Copy out the listing below with every "marker" changed to "pin", keeping everything else the same.
-=-=-=-=-
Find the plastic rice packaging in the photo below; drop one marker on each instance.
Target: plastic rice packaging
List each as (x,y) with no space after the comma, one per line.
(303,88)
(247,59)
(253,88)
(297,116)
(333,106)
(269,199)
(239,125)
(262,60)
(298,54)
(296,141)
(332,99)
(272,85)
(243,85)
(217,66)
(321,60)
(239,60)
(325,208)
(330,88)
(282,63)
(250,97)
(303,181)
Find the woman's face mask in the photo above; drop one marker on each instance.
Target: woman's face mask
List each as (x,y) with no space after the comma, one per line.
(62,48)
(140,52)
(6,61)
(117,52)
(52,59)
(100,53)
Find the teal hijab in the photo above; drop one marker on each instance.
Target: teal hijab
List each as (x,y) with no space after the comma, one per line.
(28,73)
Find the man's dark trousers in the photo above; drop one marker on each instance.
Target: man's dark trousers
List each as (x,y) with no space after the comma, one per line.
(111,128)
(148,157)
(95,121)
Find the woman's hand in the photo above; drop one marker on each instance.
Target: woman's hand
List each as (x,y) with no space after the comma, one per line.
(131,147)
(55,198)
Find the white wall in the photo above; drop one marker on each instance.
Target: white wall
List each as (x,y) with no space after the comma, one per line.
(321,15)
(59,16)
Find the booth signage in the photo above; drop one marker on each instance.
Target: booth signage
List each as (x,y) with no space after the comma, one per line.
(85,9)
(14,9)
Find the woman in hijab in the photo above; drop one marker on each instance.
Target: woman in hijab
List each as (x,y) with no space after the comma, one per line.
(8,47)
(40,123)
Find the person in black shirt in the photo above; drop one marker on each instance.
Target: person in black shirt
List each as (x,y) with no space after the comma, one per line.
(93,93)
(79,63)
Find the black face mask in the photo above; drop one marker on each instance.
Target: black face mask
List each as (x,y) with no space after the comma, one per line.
-=-=-=-=-
- Output below
Find the plastic rice packaging in the photo below; drop one pin on each instance.
Target: plastic rice packaging
List each as (x,y) with no space after the comma, one per line.
(303,88)
(247,59)
(253,88)
(297,116)
(333,106)
(269,199)
(239,125)
(262,60)
(298,54)
(296,141)
(332,99)
(272,85)
(243,85)
(217,66)
(321,60)
(239,60)
(325,208)
(330,88)
(282,63)
(250,97)
(303,181)
Find the woman's face mask in the photo above; drop one pin on each instance.
Target: woman's face mask
List each as (x,y) with no space after the comma, one per line.
(62,48)
(140,52)
(6,61)
(117,52)
(52,59)
(100,53)
Find the teal hijab in the photo above; drop one pin on each instance.
Target: teal hijab
List each as (x,y) with no space after the comma, one per line.
(28,73)
Find the man's dark trousers in the photo above; drop one pin on each instance.
Target: man's dark trousers
List each as (x,y) with no space after the comma, one per line.
(111,128)
(148,157)
(95,121)
Find the woman's hand in the photo above; drop one pin on each instance.
Target: woman's hand
List each as (x,y) with no space after the comma, one per line.
(131,147)
(55,198)
Find the white wall in the photo above; drop one pin on each instance.
Target: white wall
List each as (x,y) with no space after the comma, one per line.
(321,15)
(59,16)
Find the booth signage in the photo above; drop one pin on each instance.
Target: booth signage
List each as (x,y) with no space after the comma, one per line.
(85,9)
(14,9)
Find the woman in hijab in the photo above; drop one pin on each instance.
Target: woman in hijab
List each as (x,y) with no space after the comma, one per line.
(8,47)
(40,123)
Find the person in black shirt in the photo above; drop one pin on each instance.
Target: person in black shirt
List each as (x,y) with no space after the comma, one per line.
(93,93)
(79,63)
Find the black face mask in the photo above; drop one pin on each instance.
Target: black face mask
List each as (x,y) with no space after the comma, one per line.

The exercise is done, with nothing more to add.